* [EXERCISE BRIEF]:
Reproduce everything from the line containing "Target: tall green grass" down to the line containing "top-left (0, 63), bottom-right (129, 124)", requests included. Offset every coordinate in the bounding-box answers by 49, and leave the requests and their sample coordinates unchanged.

* [SOURCE RECORDS]:
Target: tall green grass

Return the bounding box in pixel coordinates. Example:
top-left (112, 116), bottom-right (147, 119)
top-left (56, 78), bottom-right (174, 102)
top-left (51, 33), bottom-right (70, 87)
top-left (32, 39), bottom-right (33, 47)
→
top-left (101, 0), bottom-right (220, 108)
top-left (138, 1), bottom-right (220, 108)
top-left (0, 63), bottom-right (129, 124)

--

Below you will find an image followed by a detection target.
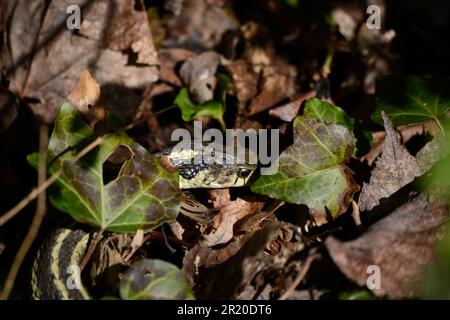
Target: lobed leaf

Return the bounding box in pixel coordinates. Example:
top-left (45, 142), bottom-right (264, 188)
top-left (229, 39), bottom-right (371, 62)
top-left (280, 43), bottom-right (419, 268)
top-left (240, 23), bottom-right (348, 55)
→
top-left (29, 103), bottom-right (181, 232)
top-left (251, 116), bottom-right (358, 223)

==

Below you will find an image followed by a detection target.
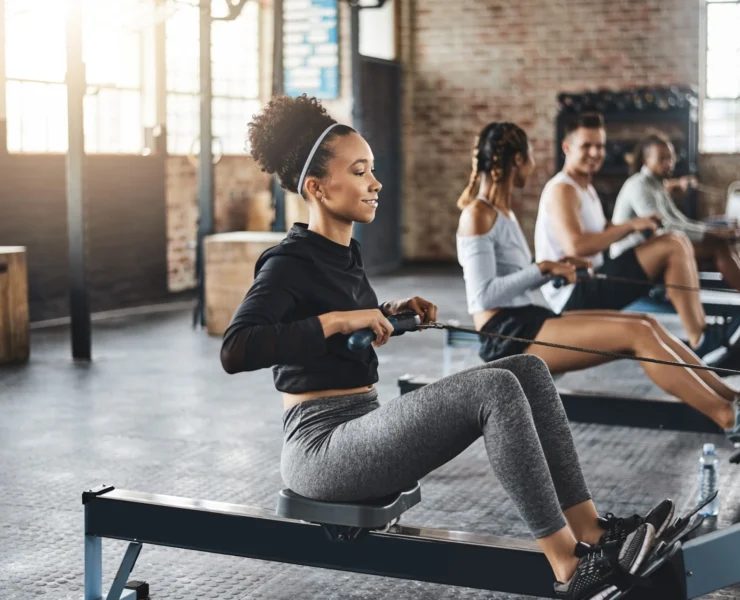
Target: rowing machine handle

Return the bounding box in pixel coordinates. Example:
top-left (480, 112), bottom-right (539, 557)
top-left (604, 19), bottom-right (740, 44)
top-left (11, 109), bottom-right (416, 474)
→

* [WORKED SOLUTION]:
Target: tall green grass

Return the bounding box in pixel coordinates. Example:
top-left (112, 116), bottom-right (147, 119)
top-left (56, 78), bottom-right (174, 102)
top-left (51, 33), bottom-right (70, 87)
top-left (32, 39), bottom-right (33, 47)
→
top-left (150, 49), bottom-right (269, 157)
top-left (187, 50), bottom-right (269, 157)
top-left (49, 112), bottom-right (178, 173)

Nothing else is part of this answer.